Excerpts of pointing data:
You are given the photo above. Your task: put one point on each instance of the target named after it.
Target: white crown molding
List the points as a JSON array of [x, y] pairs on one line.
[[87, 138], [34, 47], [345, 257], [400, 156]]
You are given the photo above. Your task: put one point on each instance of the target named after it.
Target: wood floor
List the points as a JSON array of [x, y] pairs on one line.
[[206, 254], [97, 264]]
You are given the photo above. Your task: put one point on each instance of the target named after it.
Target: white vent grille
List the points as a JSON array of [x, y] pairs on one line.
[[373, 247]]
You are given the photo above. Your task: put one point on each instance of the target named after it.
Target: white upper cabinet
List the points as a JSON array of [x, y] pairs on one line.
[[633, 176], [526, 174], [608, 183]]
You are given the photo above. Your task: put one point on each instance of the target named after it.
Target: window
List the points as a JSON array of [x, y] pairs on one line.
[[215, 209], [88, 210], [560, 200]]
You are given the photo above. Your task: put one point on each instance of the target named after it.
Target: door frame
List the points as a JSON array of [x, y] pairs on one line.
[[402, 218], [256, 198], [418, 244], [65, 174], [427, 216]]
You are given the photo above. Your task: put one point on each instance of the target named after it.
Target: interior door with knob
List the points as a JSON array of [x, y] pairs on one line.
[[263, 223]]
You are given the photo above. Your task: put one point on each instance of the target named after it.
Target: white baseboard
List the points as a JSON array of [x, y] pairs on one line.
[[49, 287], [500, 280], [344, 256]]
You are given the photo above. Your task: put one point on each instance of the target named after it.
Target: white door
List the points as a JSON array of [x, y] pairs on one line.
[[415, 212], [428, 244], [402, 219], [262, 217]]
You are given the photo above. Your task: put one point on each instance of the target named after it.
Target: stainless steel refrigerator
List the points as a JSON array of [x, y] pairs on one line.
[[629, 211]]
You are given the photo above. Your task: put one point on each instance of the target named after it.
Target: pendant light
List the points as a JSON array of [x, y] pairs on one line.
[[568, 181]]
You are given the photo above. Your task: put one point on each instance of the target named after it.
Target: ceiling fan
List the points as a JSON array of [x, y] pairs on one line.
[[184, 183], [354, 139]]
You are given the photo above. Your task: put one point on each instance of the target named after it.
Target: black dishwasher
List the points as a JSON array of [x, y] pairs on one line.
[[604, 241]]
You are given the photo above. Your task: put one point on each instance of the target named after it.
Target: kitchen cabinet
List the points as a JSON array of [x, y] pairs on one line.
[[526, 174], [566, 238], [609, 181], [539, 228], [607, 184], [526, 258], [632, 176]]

§ PROBLEM STATEMENT
Print every line of the listing above verbatim, changing nothing.

§ COMPLETE ANSWER
You are given the photo above. Your task: put one point on each instance of the target named after it.
Target: white crown molding
List the points as a JSON array of [x, y] pairs on one line.
[[87, 138], [34, 47], [345, 257], [400, 156]]
You are given the photo above. Your task: put one point on each instance of the target named after it.
Target: wood floor
List the points as a JSON array of [x, y] pairs on one line.
[[206, 254], [97, 264]]
You are given the photo above. Your task: put one point on each instance of the target named after it.
Target: white vent grille
List the points as a JSON array of [x, y] pairs on one line.
[[373, 247]]
You are given the photo above. Your task: put one point on each instance of the target named after it.
Target: white upper cabinet
List the points as a JSON array of [x, y] pairs on one line.
[[633, 176], [526, 174], [608, 183]]
You are given the photo above. Your task: put one point on each instance of the target named after it.
Target: window
List the points as a JSON array of [x, y] pairs on one line.
[[215, 209], [88, 210], [560, 200]]
You are given the photo above. Your task: put one point on each instance of the target named after it.
Target: door frame
List the points as a JSON array of [x, y] pairs on one line.
[[402, 218], [256, 198], [418, 244], [65, 174], [427, 216]]
You are given the photo above. Your task: put one point on each instance of the target named after it.
Target: interior door with knob
List the points as a JSON array of [x, y] pairs on one line.
[[263, 223]]
You are given the photo above. Your task: put one point on each instance of the target named after it.
Target: white baseboard
List the points as a JSON array of [x, y] pairs on one line.
[[49, 287], [500, 280], [344, 256]]
You are given the photo above. Your task: put one point on each instance of the target named after it.
Target: white door
List the points as a JSON array of [x, y] pairs on one line.
[[415, 212], [428, 244], [402, 219], [262, 217]]
You are given the photo above. Your task: put one point on each instance of the target named after it.
Target: stainless steel refrigerator
List the points as a JSON array of [x, y] pairs on one line.
[[629, 211]]
You are given the photo above. Your task: put one point on each instance of the target named after it.
Target: pendant light
List the points as a JSON array of [x, y] pairs on one line.
[[568, 181]]
You are given the photo above. Your task: put one point on each instance of the target named after it.
Target: ceiling fan
List the points as a JSON array of [x, y] pairs on one line.
[[184, 183], [354, 139]]
You are given the photo above. Your task: put one point on each instance of the target named after it.
Target: black dishwasher
List the points as a JSON array of [x, y] pairs on one line.
[[604, 241]]
You are given the photo above. Your task: put one point on each instance of the target named after it.
Target: kitchen cabinet
List the points as a JSON array of [x, y] pairs on one line.
[[526, 174], [566, 238], [609, 181], [539, 228], [607, 184], [526, 258], [632, 176]]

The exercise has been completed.